» **Aim**: Reproduce all the entries precisely.

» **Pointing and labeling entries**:
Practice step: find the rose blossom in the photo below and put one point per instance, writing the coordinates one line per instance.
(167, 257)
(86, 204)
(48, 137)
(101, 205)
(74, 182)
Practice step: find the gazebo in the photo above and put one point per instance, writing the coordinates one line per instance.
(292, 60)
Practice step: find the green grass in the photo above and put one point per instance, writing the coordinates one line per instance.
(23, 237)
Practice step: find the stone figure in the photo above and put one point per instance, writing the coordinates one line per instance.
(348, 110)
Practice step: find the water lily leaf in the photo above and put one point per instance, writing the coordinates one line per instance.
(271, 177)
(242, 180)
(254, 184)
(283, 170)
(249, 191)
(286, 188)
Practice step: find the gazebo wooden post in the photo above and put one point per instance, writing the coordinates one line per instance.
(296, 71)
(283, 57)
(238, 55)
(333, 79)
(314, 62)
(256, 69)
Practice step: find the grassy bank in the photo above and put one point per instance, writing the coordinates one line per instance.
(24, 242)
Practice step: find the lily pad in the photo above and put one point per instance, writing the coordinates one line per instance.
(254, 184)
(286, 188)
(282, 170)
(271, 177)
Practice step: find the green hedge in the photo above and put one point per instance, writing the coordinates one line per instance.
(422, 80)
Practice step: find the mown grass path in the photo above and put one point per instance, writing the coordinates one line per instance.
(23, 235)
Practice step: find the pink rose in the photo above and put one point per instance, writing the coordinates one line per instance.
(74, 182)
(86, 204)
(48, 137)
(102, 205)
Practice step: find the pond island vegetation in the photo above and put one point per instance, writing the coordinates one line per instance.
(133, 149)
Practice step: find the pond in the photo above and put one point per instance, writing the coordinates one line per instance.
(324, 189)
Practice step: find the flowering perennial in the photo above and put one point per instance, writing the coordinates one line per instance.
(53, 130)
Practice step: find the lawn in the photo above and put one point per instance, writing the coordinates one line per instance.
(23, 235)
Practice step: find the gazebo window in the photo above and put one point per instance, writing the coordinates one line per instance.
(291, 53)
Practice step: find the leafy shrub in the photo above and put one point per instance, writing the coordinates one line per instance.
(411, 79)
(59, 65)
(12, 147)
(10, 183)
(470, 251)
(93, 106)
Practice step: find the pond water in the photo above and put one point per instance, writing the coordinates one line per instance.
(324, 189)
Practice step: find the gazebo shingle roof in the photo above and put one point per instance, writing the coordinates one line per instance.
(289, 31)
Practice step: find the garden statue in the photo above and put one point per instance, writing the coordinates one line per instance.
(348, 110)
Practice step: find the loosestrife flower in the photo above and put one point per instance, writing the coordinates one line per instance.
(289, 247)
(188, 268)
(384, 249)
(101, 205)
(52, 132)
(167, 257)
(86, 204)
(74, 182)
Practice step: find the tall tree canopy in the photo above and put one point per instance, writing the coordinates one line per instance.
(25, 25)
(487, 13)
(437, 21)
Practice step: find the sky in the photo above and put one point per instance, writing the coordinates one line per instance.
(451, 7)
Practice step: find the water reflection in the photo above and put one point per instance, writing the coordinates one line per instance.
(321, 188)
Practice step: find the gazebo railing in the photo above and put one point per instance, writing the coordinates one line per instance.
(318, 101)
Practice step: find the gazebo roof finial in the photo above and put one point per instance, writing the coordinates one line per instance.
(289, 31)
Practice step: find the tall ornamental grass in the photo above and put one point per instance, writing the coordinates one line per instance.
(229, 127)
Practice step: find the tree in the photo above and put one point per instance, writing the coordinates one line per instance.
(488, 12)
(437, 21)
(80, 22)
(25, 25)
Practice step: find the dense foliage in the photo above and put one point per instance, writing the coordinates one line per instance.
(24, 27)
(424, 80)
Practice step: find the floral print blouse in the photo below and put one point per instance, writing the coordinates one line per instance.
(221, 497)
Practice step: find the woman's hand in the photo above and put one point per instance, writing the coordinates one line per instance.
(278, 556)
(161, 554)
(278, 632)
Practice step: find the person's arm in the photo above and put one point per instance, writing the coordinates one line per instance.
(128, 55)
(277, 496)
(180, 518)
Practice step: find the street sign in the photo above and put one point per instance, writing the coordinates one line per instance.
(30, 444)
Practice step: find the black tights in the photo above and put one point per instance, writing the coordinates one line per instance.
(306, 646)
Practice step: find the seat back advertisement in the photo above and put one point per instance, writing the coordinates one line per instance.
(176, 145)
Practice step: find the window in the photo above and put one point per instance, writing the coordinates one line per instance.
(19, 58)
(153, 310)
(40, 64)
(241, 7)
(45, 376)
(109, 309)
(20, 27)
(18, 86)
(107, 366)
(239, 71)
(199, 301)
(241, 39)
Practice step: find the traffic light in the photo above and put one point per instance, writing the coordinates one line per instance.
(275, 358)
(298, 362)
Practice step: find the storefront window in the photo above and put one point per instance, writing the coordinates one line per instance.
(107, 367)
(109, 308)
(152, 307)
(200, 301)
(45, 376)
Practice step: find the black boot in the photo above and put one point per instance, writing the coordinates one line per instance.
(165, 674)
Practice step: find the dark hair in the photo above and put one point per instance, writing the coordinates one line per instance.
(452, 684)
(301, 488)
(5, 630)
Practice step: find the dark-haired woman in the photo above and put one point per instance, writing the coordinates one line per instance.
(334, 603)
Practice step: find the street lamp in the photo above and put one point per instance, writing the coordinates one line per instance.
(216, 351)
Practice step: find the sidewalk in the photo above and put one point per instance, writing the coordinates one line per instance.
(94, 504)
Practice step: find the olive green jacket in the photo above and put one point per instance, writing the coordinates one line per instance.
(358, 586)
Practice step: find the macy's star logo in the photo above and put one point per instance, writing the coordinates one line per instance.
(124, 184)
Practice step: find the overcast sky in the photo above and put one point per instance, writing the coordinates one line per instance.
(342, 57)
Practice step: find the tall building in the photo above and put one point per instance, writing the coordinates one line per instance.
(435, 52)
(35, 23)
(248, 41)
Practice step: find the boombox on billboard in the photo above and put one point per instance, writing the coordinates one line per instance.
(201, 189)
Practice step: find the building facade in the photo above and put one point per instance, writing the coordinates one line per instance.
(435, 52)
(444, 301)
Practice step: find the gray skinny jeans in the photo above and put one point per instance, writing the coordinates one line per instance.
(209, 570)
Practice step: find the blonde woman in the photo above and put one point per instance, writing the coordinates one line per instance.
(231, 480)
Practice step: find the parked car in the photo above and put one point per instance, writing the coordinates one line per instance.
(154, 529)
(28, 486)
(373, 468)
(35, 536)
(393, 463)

» **The response**:
Practice step: find the rose blossom in the photo below and put one point per instance, writing the coordinates one line per instance.
(167, 257)
(86, 204)
(48, 137)
(101, 205)
(74, 182)
Practice step: find the gazebo in the photo above and put one point per instance, writing the coordinates one line per instance.
(292, 60)
Practice step: find the green grass in the photo above and put one point per instance, writing the coordinates one line per instance.
(23, 237)
Practice step: find the stone figure in the photo above and put one point per instance, writing the coordinates one line per instance.
(348, 110)
Practice step: find the water lily leaf in the photo above and put one point per instance, writing the coordinates one line per instance.
(271, 177)
(242, 180)
(254, 184)
(283, 170)
(249, 191)
(286, 188)
Practice step: find the gazebo wooden post in the photo above and put one point per instance, writing the coordinates one line per instance.
(296, 71)
(283, 57)
(238, 55)
(333, 79)
(314, 62)
(256, 69)
Practice step: find the grassy bank in the photo above and put one point per instance, writing the coordinates one line per instance.
(24, 242)
Practice step: find the lily pad in the photo above and put one point per instance, writing the coordinates one line per instance.
(254, 184)
(286, 188)
(282, 170)
(271, 177)
Practice step: find the green hedge in the photo above and put one point per instance, writing the coordinates one line per instance.
(422, 80)
Practice step: find the mown grass path in the photo above and put one point per instance, writing the coordinates one line per instance.
(23, 235)
Practice step: find the pink rose in the photo above and put one point per instance, writing the coordinates one line per instance.
(74, 182)
(86, 204)
(48, 137)
(102, 205)
Practice step: find the pond island vegetation in the photo above and put one point per instance, writing the coordinates one line per instance.
(133, 149)
Practice step: find the pond in the photo above and put one point per instance, writing the coordinates one line per instance.
(324, 189)
Practice step: find the flowering perennial in the photo above and put one point per instance, writing the coordinates one line per instance.
(53, 130)
Practice step: find the lawn in the photo above and put one point per instance, writing the coordinates one line per instance.
(23, 235)
Practice step: find the gazebo window in the photo above and put one point per instance, writing the coordinates one line per instance.
(291, 53)
Practice step: find the leafy shrub in the photo above and put one point per instance, writing the coordinates one line per instance.
(411, 79)
(59, 65)
(12, 147)
(10, 183)
(470, 251)
(93, 106)
Practice step: find the pond water in the photo above and put one point per instance, writing the coordinates one line per instance.
(324, 189)
Practice step: find the gazebo shingle roof in the photo above and put one point per instance, writing the coordinates one line per instance.
(289, 31)
Practice step: find the garden statue in the photo above and put one point per instance, writing the coordinates one line per instance.
(348, 110)
Practice step: find the loosestrife flower in the photo above and put one point per instance, writing the coordinates one line per instance.
(289, 247)
(188, 268)
(384, 249)
(101, 205)
(52, 132)
(167, 257)
(86, 204)
(74, 182)
Practice step: find the tall tree canopy in the photo above and put one point per instance, writing the coordinates one line per instance.
(25, 25)
(487, 13)
(437, 21)
Practice step: find the sky in the photo above and put one point per instance, writing the coordinates one line per instance.
(451, 7)
Practice step: find the water reflection in the photo above and put one point per instance, writing the coordinates one line per instance.
(321, 188)
Practice step: find the gazebo railing in the photo above and put one point per instance, writing the coordinates one line per instance.
(318, 101)
Practice step: find the gazebo roof finial in the photo above and put one point per instance, writing the coordinates one line per instance.
(289, 31)
Practice step: find the tall ornamental grass in the photo above and put one point per instance, writing the coordinates one line per instance.
(229, 127)
Practice step: find the tree in the photo above and put one point per instance, writing the coordinates one line per instance.
(488, 12)
(437, 21)
(80, 22)
(25, 25)
Practice step: find the dense foliage in the photo above and put one point per instance, writing the coordinates one line per instance.
(24, 27)
(424, 80)
Practice step: find the floral print blouse in the photo below and put one point per instance, writing the coordinates one line per instance.
(221, 497)
Practice step: find the woman's hand in the photo above and put one point per instance, writing the coordinates one line per instance.
(278, 556)
(161, 554)
(278, 632)
Practice step: find the person's arm in the photo above and put one point per instance, writing the coordinates one line per instance.
(128, 55)
(277, 496)
(180, 518)
Practice step: find the street sign in the photo above and put one point per instance, writing the coordinates one line per instance.
(30, 444)
Practice step: find the black tights in the photo above and put one point per instance, writing the coordinates one line per instance.
(306, 646)
Practice step: find the seat back advertisement in the photo above and put one point per instance, writing the coordinates one line per instance.
(176, 145)
Practice step: find the window in the photo above and put one point per instance, writing the coordinates one line per instance.
(19, 58)
(153, 310)
(40, 64)
(241, 7)
(45, 376)
(109, 309)
(20, 27)
(18, 86)
(107, 366)
(239, 71)
(199, 301)
(241, 39)
Practice step: find the traffic light in the photo above and put one point per instance, writing the coordinates one line per instance.
(275, 358)
(298, 362)
Practice step: find the storefront window in the photo above and put one point per instance, writing the coordinates one line per instance.
(107, 367)
(109, 308)
(152, 307)
(200, 301)
(45, 376)
Practice step: find the black boot in the photo above and put one point per instance, writing the coordinates one line per instance.
(165, 674)
Practice step: find the dark hair in the photo above and put one point per instance, writing the coordinates one line per instance.
(452, 684)
(301, 488)
(5, 630)
Practice step: find the dark-haired woman in the photo above and put one point per instance, writing the coordinates one line per instance.
(334, 603)
Practice step: find the street lamp in the photo above and put one point per instance, writing the coordinates one line per instance.
(216, 351)
Practice step: find the sidewalk in the photo above and put one point per instance, writing the coordinates one line per instance.
(94, 504)
Practice step: find the olive green jacket in the photo above and put one point per instance, writing the coordinates one line per instance.
(358, 586)
Practice step: find the macy's star logo in the photo above and put one point per instance, writing the coordinates one line per instance.
(124, 184)
Practice step: find the overcast sky in the photo above and put one point per instance, writing the coordinates one line per instance.
(342, 57)
Practice step: find the tall building in the photo above and put one point per instance, writing the coordinates one line per instance.
(435, 52)
(35, 23)
(248, 41)
Practice step: find the boombox on billboard in the photo above and put one point per instance, writing the coordinates one line per instance.
(201, 189)
Practice step: find the building facade in the photo above and put one point per instance, writing the coordinates one line per instance.
(435, 52)
(444, 301)
Practice step: find the gray skinny jeans in the photo above and put one point per instance, writing the coordinates one line per instance.
(209, 570)
Practice step: find the blonde woman in the photo above and put one point per instance, writing the coordinates one line per instance.
(231, 480)
Practice step: find the parked car in the photo above and put one point per instance, writing the coordinates one line per instance.
(154, 529)
(28, 486)
(373, 468)
(35, 536)
(393, 463)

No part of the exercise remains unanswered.